[Stored dataset items]
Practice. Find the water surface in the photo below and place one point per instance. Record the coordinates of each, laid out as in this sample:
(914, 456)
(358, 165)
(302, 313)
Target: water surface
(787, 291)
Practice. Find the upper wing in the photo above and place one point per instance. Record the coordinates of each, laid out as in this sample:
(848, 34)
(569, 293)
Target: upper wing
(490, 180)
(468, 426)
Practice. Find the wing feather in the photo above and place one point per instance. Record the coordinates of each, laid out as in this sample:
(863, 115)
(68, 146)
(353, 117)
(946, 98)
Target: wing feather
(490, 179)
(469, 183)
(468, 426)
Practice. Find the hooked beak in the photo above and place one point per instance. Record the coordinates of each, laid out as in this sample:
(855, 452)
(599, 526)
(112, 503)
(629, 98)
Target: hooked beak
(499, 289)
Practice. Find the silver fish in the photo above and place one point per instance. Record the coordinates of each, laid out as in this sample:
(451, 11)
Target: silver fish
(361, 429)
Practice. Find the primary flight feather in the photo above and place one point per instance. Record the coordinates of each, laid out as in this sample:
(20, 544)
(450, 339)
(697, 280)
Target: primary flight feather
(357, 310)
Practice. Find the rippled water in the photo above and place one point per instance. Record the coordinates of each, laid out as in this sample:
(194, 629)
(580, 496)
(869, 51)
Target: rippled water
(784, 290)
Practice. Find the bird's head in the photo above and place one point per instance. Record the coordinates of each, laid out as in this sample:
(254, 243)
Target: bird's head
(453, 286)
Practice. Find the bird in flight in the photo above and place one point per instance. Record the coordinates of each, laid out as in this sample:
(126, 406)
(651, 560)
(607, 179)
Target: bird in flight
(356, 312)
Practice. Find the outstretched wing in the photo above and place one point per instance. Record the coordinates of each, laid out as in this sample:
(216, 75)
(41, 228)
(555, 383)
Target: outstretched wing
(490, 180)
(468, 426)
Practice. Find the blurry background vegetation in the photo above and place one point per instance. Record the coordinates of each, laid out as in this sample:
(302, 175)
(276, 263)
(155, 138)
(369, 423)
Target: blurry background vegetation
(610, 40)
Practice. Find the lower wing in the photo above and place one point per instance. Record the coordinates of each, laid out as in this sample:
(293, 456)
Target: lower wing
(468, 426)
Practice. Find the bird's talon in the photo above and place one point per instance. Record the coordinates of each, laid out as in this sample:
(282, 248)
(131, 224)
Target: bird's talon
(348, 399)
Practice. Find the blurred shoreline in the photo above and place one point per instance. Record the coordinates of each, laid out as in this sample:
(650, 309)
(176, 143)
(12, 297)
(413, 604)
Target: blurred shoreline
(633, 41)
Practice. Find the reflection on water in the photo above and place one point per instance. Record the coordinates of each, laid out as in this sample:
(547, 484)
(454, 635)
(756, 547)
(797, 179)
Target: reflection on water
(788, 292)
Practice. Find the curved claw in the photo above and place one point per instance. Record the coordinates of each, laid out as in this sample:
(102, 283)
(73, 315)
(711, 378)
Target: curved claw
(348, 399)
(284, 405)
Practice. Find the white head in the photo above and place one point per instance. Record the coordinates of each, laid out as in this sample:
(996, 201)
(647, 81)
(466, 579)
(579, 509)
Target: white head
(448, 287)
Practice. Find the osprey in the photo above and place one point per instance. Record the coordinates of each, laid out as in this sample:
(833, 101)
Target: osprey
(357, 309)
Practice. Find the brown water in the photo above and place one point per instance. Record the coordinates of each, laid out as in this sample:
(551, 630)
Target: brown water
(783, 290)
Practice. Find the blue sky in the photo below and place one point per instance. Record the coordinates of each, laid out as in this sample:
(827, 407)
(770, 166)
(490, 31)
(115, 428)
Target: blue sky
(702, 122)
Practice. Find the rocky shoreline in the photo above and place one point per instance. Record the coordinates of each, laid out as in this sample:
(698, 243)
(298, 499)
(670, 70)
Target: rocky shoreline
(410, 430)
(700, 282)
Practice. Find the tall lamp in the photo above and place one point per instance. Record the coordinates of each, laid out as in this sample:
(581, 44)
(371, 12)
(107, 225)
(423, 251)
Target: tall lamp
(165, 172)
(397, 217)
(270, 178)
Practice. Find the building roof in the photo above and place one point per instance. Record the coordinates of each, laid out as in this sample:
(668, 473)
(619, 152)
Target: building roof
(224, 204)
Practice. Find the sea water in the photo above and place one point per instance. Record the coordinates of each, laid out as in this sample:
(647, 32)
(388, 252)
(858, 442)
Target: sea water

▸ **Stated problem**: Copy the material above, line for line.

▸ **Final answer**:
Practice. Find the water surface in the photo below and place one point per instance. Record the coordinates of each, laid out as in this sample:
(914, 456)
(358, 165)
(302, 313)
Target: water surface
(787, 291)
Practice. Find the upper wing in the photo above and place one point per instance. Record the coordinates of each, laid out as in this sample:
(848, 34)
(569, 293)
Target: upper wing
(490, 180)
(468, 426)
Practice. Find the wing feather in the photo above and place one point per instance. Record the coordinates of each, laid out as in this sample:
(863, 115)
(68, 146)
(353, 117)
(946, 98)
Target: wing feather
(490, 179)
(469, 183)
(468, 426)
Practice. Find the hooked beak in the photo above and place one point per instance. Record the coordinates of each, laid out as in this sample:
(855, 452)
(599, 526)
(112, 503)
(629, 98)
Target: hooked beak
(499, 289)
Practice. Find the silver fish in the photo above and place one point per instance. Record the coordinates of each, laid out as in this sample:
(451, 11)
Target: silver fish
(361, 429)
Practice. Find the primary flight feather in the photo above and place one point per instance. Record the coordinates of each, laid out as in this sample:
(20, 544)
(450, 339)
(697, 280)
Target: primary flight feather
(357, 310)
Practice. Find the rippled water in the photo above and place one point per instance. Record the coordinates of each, laid out as in this sample:
(194, 629)
(580, 496)
(869, 51)
Target: rippled water
(784, 290)
Practice. Find the bird's head in the photo above and place one point per instance. Record the coordinates of each, laid out as in this sample:
(254, 243)
Target: bird's head
(453, 286)
Practice. Find the bird in flight in the photo above and place one point per instance. Record the coordinates of each, laid out as in this sample:
(126, 406)
(651, 560)
(607, 179)
Target: bird in flight
(356, 312)
Practice. Find the outstretched wing in the photo above and place one point per instance. Record the coordinates of each, laid out as in this sample:
(216, 75)
(41, 228)
(555, 383)
Target: outstretched wing
(490, 180)
(468, 426)
Practice. Find the blurry background vegetation in the photo above and place one point per instance. Record the coordinates of each, laid out as in this sample:
(302, 175)
(276, 263)
(155, 138)
(369, 423)
Target: blurry background vegetation
(610, 40)
Practice. Find the lower wing in the photo above and place one point per instance. Record the coordinates of each, laid out as in this sample:
(293, 456)
Target: lower wing
(468, 426)
Practice. Find the bird's talon in the photo above and place one point per instance. Record the coordinates of each, laid out as in this sample:
(282, 248)
(131, 224)
Target: bird's talon
(348, 399)
Practice. Find the blurred shoreline in the photo above and place one point per instance. Record the coordinates of each, laid out as in this sample:
(650, 309)
(176, 143)
(12, 297)
(413, 604)
Target: blurred shoreline
(633, 41)
Practice. Find the reflection on water in the photo above and place one point per instance. Record the coordinates of each, laid out as in this sample:
(547, 484)
(454, 635)
(756, 547)
(797, 179)
Target: reflection on water
(788, 292)
Practice. Find the curved claw in the photo above and place one point per instance. Record the coordinates of each, laid out as in this sample:
(102, 283)
(73, 315)
(711, 378)
Target: curved claw
(348, 399)
(284, 405)
Practice. Find the white head in the photo above and place one point per instance. Record the coordinates of each, laid out as in this sample:
(996, 201)
(647, 81)
(466, 579)
(579, 509)
Target: white head
(448, 287)
Practice. Find the osprey in the photo above and place one point per instance. Record the coordinates of each, laid out as in this sample:
(833, 101)
Target: osprey
(357, 309)
Practice. Find the brown water in the photo above and place one point per instance. Record the coordinates of each, laid out as in this sample:
(551, 630)
Target: brown water
(783, 290)
Practice. Find the blue sky in the photo below and place one point per instance. Record the coordinates of each, laid out as in this sample:
(827, 407)
(770, 166)
(490, 31)
(115, 428)
Target: blue sky
(702, 122)
Practice. Find the rocky shoreline in the photo above and place one point per instance. Record the coordinates of each, laid out as in this sample:
(698, 243)
(298, 499)
(670, 70)
Target: rocky shoreline
(410, 430)
(700, 282)
Practice. Find the tall lamp in the photo above and place one point per instance. Record the coordinates of each, laid out as in this sample:
(581, 44)
(371, 12)
(107, 225)
(423, 251)
Target: tall lamp
(165, 172)
(397, 217)
(270, 178)
Practice. Find the building roof in the photo above and place one point per instance. Record the coordinates of each, laid out as in this sample:
(668, 473)
(619, 152)
Target: building roof
(224, 204)
Practice. Find the sea water in the photo above and place one point per instance. Record the coordinates of each, laid out as in this sample:
(647, 32)
(388, 252)
(858, 442)
Target: sea water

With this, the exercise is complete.